> _SET TASK_:
Put the lines of the entries below into a JSON list of strings, one string per line with blank lines omitted, starting at the line that contains "Indicate the icicle" and ending at the line that contains "pixel 290 683", both included.

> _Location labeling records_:
◇ ◇ ◇ ◇
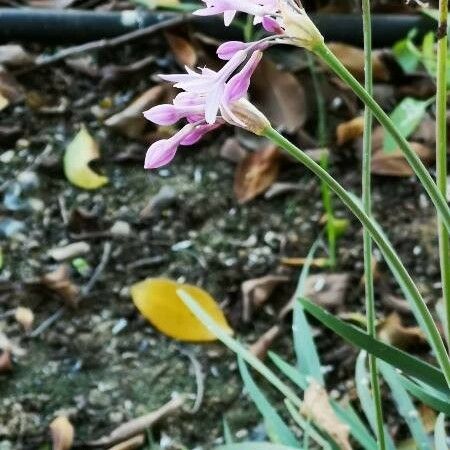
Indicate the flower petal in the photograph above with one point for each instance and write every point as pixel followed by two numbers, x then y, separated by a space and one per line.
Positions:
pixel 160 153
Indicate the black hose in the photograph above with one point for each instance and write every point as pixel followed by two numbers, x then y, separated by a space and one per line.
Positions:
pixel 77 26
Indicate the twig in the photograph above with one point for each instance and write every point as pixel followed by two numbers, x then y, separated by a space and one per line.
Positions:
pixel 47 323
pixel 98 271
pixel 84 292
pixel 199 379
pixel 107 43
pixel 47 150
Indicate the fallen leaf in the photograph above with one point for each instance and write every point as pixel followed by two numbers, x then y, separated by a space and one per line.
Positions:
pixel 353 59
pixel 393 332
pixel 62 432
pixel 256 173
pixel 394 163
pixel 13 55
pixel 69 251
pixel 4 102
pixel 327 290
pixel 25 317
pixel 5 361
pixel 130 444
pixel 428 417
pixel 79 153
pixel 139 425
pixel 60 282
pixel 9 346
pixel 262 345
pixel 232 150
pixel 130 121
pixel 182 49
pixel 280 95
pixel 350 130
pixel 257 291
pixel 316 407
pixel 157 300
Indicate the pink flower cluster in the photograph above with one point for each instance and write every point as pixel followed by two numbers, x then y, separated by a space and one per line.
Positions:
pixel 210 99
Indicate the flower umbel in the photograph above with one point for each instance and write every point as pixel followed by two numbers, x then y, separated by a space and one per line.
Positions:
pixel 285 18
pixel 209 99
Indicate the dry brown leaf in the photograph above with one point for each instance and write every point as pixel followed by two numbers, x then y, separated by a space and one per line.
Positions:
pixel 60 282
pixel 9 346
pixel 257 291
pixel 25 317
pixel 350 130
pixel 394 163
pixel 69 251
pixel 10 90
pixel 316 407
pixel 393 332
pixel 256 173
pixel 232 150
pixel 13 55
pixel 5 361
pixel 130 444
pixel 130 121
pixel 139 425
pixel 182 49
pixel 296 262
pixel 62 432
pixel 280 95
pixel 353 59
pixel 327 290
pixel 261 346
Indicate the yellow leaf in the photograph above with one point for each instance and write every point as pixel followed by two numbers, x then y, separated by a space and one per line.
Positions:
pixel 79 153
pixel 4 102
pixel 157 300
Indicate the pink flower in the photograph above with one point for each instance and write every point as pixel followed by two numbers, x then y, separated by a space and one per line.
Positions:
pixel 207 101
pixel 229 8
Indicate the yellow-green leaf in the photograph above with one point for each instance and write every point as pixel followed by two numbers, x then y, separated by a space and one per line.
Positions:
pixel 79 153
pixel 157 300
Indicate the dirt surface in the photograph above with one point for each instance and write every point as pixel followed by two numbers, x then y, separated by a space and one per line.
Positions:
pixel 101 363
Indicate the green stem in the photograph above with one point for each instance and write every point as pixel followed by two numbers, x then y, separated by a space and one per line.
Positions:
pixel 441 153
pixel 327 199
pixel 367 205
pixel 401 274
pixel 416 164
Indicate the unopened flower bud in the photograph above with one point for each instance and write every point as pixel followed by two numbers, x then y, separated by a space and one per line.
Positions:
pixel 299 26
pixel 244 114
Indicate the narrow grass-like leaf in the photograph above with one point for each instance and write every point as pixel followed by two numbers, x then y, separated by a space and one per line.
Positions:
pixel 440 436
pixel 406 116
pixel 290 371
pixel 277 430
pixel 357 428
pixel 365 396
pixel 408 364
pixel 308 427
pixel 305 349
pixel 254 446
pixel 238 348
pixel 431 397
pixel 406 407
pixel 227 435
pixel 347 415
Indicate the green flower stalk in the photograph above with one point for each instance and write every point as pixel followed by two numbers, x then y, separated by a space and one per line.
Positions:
◇ ◇ ◇ ◇
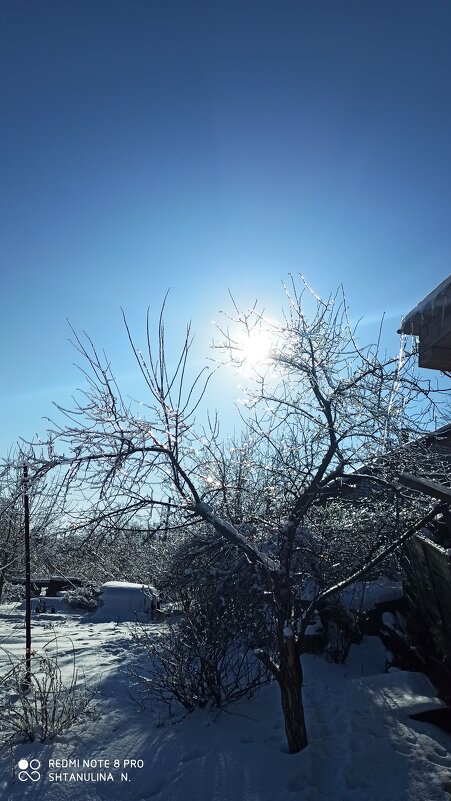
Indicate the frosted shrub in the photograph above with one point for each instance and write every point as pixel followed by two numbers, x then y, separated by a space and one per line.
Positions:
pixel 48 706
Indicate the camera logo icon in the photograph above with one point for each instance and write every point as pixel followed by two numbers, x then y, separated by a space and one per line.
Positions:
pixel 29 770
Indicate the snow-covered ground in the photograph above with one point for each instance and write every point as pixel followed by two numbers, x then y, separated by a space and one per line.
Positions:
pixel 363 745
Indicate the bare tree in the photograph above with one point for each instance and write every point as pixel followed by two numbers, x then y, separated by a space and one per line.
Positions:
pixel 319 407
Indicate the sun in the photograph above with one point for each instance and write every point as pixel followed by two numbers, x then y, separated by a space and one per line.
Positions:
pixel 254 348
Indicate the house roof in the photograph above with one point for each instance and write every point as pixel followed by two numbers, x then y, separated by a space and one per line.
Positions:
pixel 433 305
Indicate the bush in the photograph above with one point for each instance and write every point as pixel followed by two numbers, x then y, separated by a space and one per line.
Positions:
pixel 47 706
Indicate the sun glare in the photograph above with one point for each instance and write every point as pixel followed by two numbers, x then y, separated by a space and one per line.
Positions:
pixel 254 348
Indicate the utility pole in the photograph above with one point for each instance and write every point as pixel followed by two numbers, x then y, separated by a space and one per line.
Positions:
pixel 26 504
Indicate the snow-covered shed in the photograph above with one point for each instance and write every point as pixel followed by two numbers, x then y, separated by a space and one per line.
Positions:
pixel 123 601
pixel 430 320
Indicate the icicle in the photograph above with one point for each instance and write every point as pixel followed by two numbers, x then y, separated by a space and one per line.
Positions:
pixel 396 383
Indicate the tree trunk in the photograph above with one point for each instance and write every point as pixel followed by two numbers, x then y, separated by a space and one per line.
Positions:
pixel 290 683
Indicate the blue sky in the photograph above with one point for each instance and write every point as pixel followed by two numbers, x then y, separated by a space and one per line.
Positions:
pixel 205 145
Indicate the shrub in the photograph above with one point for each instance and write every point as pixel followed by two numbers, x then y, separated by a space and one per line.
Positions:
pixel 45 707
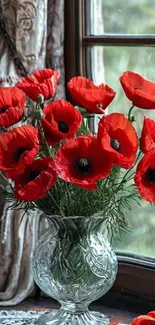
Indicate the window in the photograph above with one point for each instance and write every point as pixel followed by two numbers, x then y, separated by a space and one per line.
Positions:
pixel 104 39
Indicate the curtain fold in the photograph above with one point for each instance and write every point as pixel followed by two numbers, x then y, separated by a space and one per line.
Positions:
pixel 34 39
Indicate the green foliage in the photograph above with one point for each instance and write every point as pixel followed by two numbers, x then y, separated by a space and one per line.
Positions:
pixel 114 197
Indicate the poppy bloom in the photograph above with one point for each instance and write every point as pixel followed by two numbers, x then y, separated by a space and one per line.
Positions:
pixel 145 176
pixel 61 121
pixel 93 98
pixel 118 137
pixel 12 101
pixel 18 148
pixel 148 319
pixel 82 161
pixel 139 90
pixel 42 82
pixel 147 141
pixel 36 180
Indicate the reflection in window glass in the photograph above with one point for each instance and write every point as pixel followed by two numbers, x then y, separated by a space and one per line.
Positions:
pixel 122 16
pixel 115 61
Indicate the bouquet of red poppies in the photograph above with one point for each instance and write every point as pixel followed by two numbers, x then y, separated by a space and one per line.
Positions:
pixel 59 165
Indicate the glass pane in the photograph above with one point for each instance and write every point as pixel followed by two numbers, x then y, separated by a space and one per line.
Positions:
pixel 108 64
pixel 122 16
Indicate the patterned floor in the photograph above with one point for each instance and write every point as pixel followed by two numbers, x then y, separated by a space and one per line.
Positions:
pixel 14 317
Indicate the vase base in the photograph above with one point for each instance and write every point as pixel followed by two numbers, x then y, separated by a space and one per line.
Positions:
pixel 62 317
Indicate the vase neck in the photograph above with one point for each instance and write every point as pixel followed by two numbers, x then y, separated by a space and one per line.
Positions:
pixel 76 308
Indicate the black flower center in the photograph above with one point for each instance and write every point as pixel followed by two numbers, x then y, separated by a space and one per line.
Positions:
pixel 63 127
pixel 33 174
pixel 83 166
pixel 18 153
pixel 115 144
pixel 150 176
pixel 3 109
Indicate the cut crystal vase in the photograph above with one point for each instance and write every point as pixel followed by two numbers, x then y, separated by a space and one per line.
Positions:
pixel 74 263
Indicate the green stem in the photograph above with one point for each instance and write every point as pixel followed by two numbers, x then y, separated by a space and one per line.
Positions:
◇ ◇ ◇ ◇
> _RESPONSE TO THIS TASK_:
[
  "Indicate the icicle in the photograph above with one point for each instance and write every point as pixel followed by two numbers, x then y, separated by a space and one per line.",
  "Positions:",
  "pixel 396 383",
  "Indicate the tree trunk in the photograph above with one point for each instance and write every point as pixel followed by two numbers, x then y, separated by a space and one per line.",
  "Positions:",
  "pixel 290 683"
]